• _EXERCISE DATA_:
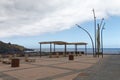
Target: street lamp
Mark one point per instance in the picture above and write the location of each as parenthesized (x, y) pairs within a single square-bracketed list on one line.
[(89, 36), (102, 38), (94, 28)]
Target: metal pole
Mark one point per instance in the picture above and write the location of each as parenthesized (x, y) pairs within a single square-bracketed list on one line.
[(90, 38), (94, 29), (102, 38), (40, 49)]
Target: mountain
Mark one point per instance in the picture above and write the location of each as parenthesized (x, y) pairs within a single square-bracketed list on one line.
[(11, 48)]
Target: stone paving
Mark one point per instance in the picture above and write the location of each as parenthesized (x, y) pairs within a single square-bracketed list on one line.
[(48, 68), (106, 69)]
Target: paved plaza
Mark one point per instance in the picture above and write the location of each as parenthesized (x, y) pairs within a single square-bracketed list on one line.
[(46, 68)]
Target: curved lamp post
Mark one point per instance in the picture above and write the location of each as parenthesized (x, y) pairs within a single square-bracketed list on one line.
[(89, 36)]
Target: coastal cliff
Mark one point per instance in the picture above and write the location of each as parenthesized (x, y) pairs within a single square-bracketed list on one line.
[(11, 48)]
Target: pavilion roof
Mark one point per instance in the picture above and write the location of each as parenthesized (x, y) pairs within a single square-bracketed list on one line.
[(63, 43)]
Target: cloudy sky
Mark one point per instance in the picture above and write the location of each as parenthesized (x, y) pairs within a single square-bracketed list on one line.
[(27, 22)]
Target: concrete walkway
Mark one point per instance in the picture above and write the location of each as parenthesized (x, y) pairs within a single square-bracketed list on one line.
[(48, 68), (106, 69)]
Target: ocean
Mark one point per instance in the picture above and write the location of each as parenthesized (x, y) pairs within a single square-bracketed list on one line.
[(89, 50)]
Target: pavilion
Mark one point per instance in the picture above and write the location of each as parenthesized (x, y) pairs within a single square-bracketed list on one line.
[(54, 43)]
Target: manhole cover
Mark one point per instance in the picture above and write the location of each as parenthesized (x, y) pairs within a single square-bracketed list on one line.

==

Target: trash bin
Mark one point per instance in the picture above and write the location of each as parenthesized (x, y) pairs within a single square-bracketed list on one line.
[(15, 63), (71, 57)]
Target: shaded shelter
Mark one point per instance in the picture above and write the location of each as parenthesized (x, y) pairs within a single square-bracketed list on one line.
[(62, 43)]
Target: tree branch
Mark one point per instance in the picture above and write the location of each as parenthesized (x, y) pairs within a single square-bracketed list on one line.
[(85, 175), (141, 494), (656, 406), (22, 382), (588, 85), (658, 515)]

• _WHAT TO PRODUCE_:
Copy out every line of the data that includes "lamp".

• _RESPONSE TO THIS TASK_:
Target: street lamp
Target: curved lamp post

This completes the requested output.